WHAT THE EXERCISE ASKS.
Word for word, copy every line of the data.

━━━ DATASET RECORDS ━━━

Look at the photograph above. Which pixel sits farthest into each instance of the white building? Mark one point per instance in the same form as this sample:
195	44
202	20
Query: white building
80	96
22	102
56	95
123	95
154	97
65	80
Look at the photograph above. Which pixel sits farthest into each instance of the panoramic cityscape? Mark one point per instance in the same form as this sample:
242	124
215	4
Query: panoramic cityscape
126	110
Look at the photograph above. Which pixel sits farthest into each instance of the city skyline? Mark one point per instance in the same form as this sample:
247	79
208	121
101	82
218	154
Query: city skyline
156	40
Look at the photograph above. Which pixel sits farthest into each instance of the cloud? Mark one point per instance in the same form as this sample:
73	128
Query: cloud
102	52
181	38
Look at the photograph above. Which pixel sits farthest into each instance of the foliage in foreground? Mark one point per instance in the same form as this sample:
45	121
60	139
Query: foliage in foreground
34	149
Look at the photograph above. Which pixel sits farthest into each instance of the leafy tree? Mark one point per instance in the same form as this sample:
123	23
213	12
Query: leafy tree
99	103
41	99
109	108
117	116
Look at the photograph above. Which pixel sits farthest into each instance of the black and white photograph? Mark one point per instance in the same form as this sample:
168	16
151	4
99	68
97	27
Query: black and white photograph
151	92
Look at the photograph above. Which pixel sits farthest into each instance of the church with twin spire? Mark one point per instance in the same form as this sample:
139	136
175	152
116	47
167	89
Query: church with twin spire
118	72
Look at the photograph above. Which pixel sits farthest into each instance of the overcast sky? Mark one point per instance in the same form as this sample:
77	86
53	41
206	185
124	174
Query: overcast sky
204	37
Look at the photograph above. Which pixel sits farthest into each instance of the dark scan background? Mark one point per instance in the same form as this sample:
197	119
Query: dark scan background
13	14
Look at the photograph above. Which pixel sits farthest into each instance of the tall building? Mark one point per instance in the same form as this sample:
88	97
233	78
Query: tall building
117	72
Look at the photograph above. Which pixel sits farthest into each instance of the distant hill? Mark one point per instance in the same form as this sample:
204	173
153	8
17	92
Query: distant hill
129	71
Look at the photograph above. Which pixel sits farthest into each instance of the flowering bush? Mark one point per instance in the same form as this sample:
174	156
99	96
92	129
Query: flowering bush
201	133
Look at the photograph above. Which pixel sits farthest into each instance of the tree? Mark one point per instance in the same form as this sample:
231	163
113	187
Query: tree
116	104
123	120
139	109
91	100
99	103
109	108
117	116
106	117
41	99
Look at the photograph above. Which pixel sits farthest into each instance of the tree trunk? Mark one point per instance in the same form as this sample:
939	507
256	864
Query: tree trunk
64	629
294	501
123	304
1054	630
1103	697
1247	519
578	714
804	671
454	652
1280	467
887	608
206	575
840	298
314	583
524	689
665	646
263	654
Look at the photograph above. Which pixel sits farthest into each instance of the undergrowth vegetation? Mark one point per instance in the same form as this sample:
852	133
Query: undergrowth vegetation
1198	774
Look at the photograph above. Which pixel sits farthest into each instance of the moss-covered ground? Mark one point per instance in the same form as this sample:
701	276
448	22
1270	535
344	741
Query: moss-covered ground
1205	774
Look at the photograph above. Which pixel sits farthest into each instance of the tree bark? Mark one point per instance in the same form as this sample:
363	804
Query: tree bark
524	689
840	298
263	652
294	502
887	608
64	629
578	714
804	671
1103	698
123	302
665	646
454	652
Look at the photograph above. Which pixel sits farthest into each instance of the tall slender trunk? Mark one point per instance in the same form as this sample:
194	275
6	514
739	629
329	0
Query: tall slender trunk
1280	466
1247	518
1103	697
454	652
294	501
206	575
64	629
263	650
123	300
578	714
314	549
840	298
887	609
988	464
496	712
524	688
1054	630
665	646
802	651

━━━

RESPONSE AREA.
Look at the photograph above. Which pixel sits farthest into each instance of the white building? Mark one point per instance in the same form as this sample:
195	44
202	20
Query: white building
80	96
22	102
56	95
123	95
154	97
65	80
Look at the photograph above. Which pixel sits farthest into each instance of the panoramic cityscape? Mark one point per instance in the same form as this sample:
242	124
215	4
Query: panoramic cityscape
126	110
Look at the photograph above. Which pixel sits farthest into each instance of the city skyline? Mark one point per instance in the same form as this sample:
247	79
208	121
101	82
218	154
Query: city skyline
156	40
Look at the photograph above. Which pixel sits farthest into each instance of the cloud? Mark one point per instance in the same form as this sample:
73	128
Query: cloud
102	52
181	38
Look at the photograph above. Which pixel sits farthest into each instance of the foliage in foreground? Mark one point per instance in the same form as this sample:
45	121
60	139
Query: foliage in foreground
34	149
Look at the photograph above. Which pixel sits farthest into each instance of the leafy tree? Mark one point per instance in the same form as this sample:
123	23
213	12
Query: leafy tree
99	103
41	99
109	108
117	116
Look at the photograph above. Which pixel sits farthest into each instance of the black and white photograph? Mark one point per instance in the same form as this sample:
168	16
151	4
99	68
97	27
Query: black and white photograph
151	92
Look at the photograph above. Which pixel sits farthest into each instance of the church with twin spire? Mark one point per instance in the same form as this sample:
139	136
175	152
116	47
167	89
Query: church with twin spire
118	72
Look at the photograph above. Which pixel sits farthest into each instance of the overcast sky? Mark one point per instance in the same form as this sample:
77	86
53	41
206	185
124	174
Query: overcast sky
204	37
Look at the photograph above. Which pixel sits farthest into each instance of the dark scan background? Mark one point per instance in the same form as this sample:
197	119
Query: dark scan background
13	14
Look at the photograph above. Which pixel sits farthest into each instance of the tall building? Mark one point per instance in the same form as this sample:
88	97
233	78
Query: tall building
117	72
Look at the photograph above. Which pixel sits farthest into each instance of the distant hill? Mark one point per instance in the same form as this sample:
204	173
153	8
17	92
Query: distant hill
129	71
Look at the photograph above. Which pixel sits farthest into each instance of the flowering bush? Mark one point per instance in the same form as this sample:
174	156
99	96
92	129
Query: flowering bush
201	133
Look at the photograph above. Which pixel sits farthest into each instance of the tree? Mark one point per instance in the same form as this sample:
231	163
113	187
Query: tree
116	104
123	120
139	109
91	100
99	103
109	108
117	116
106	117
41	99
Look at the photograph above. Which pixel sits farthest into each instance of the tree trunk? Mark one point per instance in the same form as this sample:
939	507
256	864
Query: tree trunk
64	629
294	501
123	304
1054	630
1103	697
1247	519
578	714
804	671
454	652
1280	467
887	608
206	575
840	298
314	583
524	689
665	646
263	654
Look at the photograph above. Which pixel sits farthest into each instance of the undergrowth vegetation? Mark one point per instance in the same form as this sample:
852	133
Query: undergrowth vegetation
1198	774
Look at the photograph above. Which pixel sits farthest into each instance of the moss-covered ground? Mark one point per instance in the same form as this sample:
701	276
448	22
1270	535
344	741
Query: moss-covered ground
1205	774
Look at the photograph above. Which pixel sits farthest into each instance of the tree bark? Mark one point per instance in the same form as this sample:
363	804
Query: tree bark
524	689
840	298
263	652
294	502
887	608
64	629
578	714
804	671
1103	698
123	302
665	646
454	652
Look at the photograph above. Which pixel sits farthest into each instance of the tall slender trunk? Mark one point per instance in the same form as this sample:
194	275
6	514
739	629
329	0
Query: tall slender trunk
1280	466
1247	518
1103	697
454	652
294	501
206	575
64	629
263	650
123	300
578	714
314	549
840	298
887	609
988	464
496	712
524	688
1054	630
665	646
802	651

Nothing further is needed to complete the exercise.